== MATERIAL SHOWN ==

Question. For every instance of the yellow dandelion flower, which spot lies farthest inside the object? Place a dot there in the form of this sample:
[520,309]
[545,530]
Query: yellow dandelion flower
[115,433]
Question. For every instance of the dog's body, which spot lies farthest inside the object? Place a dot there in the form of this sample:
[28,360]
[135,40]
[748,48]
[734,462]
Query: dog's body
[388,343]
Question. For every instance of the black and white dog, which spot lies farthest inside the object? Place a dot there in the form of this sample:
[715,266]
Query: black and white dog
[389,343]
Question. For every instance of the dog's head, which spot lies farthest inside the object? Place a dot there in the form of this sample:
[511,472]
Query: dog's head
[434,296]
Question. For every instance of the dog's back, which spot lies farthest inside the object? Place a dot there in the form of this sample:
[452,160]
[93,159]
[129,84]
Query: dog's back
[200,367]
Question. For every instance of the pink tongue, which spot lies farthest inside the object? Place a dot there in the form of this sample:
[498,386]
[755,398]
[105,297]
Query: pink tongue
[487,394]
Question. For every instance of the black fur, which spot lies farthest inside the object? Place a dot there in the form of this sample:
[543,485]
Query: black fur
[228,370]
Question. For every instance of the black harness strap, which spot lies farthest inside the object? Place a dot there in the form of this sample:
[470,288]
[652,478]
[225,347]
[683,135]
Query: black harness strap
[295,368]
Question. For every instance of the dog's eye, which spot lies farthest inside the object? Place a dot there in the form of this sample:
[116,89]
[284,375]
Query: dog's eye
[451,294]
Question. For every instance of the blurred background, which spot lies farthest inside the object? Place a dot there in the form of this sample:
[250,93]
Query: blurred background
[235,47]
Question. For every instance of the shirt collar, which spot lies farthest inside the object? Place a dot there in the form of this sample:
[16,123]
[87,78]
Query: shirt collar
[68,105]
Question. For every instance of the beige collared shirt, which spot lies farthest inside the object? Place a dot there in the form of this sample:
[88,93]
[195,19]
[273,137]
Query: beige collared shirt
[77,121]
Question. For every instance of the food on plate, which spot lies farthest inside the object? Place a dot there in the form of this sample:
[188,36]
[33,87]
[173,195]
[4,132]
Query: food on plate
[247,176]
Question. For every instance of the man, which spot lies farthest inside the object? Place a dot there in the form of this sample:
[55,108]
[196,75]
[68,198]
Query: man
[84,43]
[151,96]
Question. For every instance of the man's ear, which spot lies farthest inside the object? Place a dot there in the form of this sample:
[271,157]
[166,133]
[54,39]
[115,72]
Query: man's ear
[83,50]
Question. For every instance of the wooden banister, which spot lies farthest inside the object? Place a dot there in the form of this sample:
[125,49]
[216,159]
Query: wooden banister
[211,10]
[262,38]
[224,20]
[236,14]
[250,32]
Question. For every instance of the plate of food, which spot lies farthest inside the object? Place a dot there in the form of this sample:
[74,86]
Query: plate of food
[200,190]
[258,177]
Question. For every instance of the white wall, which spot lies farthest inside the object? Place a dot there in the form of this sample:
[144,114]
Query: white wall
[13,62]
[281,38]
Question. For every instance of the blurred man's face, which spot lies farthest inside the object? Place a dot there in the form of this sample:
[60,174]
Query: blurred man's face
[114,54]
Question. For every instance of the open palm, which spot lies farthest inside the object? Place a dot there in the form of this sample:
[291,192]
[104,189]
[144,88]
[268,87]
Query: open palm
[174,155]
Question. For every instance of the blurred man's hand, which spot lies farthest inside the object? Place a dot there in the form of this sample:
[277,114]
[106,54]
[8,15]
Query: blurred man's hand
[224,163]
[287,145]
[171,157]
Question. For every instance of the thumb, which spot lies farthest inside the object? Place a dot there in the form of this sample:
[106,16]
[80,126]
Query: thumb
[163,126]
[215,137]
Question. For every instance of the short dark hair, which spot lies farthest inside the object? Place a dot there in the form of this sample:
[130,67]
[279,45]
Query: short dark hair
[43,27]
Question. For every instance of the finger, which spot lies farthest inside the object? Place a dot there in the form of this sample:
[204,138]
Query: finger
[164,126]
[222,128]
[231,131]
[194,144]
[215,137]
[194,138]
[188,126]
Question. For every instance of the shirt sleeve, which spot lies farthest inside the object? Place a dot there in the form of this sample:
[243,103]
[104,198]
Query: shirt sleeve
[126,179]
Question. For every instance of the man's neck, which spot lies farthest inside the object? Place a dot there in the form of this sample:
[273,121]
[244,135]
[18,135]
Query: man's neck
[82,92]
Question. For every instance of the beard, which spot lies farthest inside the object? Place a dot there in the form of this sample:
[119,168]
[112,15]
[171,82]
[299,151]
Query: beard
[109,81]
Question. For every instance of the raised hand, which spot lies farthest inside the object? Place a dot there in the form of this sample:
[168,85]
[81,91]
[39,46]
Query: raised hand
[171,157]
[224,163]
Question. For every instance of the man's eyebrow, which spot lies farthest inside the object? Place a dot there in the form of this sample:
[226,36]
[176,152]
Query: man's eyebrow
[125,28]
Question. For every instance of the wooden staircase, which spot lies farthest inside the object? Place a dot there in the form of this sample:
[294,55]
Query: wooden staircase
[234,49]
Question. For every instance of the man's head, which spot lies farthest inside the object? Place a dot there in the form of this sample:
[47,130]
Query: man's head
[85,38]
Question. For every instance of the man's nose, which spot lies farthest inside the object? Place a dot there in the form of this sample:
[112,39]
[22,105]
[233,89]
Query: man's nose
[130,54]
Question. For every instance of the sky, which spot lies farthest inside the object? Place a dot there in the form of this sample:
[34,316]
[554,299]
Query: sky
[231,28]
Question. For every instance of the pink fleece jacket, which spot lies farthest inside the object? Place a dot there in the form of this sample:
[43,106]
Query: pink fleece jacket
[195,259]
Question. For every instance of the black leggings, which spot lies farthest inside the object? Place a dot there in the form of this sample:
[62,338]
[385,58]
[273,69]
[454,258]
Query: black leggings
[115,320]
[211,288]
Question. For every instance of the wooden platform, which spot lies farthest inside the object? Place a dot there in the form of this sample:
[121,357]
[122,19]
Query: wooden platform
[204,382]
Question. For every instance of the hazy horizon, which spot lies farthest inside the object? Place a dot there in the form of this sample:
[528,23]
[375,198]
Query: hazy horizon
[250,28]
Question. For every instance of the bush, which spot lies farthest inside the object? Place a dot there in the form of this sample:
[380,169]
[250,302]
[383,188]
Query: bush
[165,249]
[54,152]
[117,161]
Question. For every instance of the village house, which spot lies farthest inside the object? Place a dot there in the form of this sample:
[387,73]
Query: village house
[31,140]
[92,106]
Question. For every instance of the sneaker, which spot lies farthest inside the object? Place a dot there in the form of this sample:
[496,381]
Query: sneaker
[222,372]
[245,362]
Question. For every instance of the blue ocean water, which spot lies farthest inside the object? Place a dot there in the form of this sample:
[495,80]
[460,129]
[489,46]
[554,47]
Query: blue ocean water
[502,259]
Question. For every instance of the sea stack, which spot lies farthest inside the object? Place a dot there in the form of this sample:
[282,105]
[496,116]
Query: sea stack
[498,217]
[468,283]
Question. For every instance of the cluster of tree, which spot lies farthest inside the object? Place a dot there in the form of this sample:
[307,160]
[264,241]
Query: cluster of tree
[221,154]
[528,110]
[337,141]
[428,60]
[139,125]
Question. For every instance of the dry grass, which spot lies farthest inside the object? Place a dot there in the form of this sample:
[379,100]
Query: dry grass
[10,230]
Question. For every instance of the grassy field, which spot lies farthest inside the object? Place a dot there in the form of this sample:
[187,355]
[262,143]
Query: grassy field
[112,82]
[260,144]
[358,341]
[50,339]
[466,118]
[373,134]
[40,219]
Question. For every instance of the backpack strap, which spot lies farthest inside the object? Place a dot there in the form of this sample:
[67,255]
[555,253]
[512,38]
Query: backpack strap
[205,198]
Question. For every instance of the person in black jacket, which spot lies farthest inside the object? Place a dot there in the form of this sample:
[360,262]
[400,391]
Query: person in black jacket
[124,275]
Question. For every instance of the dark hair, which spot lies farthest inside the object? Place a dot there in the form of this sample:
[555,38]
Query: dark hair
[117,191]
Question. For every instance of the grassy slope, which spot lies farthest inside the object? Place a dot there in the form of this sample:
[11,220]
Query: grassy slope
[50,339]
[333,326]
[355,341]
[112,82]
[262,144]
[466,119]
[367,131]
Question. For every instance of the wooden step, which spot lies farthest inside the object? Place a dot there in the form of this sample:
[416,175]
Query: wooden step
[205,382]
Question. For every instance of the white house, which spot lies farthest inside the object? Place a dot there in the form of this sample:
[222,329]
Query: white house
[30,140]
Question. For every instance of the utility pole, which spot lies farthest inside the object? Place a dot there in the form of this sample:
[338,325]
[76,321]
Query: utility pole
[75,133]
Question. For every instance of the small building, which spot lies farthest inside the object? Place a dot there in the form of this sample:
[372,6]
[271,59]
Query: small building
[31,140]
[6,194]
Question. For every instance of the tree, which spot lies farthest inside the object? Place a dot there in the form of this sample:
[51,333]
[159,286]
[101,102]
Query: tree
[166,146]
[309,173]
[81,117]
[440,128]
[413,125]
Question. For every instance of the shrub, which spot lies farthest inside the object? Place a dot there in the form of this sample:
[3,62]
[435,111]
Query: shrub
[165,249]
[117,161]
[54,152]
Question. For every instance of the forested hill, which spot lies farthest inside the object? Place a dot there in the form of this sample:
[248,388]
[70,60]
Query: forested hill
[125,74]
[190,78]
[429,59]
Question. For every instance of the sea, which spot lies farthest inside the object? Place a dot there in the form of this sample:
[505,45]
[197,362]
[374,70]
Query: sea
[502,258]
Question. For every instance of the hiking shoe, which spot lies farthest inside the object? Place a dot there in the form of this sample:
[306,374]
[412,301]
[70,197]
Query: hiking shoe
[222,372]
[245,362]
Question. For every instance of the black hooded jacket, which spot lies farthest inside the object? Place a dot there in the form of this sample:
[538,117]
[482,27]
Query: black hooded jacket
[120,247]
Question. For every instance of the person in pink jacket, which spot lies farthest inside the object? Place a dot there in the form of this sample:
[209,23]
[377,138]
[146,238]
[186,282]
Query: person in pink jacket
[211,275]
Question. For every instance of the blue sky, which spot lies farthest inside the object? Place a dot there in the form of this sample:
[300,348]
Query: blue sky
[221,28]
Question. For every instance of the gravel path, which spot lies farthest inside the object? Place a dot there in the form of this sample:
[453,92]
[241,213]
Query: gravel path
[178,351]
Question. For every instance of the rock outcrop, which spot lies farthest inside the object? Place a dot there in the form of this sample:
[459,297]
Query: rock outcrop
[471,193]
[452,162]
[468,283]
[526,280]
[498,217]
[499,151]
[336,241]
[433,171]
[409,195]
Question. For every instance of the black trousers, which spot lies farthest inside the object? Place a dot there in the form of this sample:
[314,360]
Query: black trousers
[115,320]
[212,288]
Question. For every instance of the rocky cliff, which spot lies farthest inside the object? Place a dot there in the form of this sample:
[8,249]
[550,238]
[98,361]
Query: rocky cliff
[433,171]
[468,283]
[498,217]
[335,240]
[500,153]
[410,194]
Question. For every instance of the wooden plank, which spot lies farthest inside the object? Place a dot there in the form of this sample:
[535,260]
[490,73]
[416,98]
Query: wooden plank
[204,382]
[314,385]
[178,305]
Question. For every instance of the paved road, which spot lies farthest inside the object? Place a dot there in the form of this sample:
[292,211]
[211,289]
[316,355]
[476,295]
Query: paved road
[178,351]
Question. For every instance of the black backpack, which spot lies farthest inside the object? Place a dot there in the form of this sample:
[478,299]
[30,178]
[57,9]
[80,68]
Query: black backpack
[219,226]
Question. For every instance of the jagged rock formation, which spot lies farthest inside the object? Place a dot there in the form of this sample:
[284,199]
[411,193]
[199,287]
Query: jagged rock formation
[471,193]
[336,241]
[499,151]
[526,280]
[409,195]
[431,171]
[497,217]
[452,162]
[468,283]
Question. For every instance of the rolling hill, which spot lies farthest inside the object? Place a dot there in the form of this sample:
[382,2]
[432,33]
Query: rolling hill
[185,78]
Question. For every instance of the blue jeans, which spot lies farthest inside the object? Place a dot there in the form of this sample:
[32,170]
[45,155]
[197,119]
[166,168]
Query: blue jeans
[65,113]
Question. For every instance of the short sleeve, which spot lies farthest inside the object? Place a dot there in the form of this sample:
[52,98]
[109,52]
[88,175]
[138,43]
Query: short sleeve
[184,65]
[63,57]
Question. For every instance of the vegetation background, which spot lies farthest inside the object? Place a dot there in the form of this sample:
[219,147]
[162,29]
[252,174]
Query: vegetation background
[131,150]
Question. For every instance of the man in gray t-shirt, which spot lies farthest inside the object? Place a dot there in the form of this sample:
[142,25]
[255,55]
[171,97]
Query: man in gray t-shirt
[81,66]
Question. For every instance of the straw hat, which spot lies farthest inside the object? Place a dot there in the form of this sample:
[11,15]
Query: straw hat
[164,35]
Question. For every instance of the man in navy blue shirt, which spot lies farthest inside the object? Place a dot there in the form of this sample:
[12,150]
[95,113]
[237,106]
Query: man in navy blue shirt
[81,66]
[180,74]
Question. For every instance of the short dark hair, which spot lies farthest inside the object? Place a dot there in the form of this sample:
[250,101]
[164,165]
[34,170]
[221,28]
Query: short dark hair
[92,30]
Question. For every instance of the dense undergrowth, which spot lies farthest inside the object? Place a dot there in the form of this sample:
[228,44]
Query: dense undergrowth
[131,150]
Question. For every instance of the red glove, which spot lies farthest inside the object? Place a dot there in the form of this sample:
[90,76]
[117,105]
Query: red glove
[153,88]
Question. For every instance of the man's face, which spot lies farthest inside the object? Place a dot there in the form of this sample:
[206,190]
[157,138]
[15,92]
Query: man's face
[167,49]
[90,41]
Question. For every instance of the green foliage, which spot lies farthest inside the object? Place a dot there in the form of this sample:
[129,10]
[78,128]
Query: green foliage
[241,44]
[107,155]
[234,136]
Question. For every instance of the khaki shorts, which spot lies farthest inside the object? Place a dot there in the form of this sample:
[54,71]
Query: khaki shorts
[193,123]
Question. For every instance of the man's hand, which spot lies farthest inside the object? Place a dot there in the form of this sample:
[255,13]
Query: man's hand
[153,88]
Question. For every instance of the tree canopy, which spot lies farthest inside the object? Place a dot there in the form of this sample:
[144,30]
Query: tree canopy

===

TASK STATEMENT:
Copy out the lines verbatim, from the line containing "Question. For every instance of the man's hand, which" through the last of the lines above.

EXPECTED ANSWER:
Question. For every instance of the man's hand, which spot lies farthest inside the object? Place a dot there in the form of this sample:
[255,13]
Query: man's hand
[153,88]
Question. For every instance of the tree canopy, which spot lies farthest inside the object? Place a dot there in the form of this sample:
[144,30]
Query: tree canopy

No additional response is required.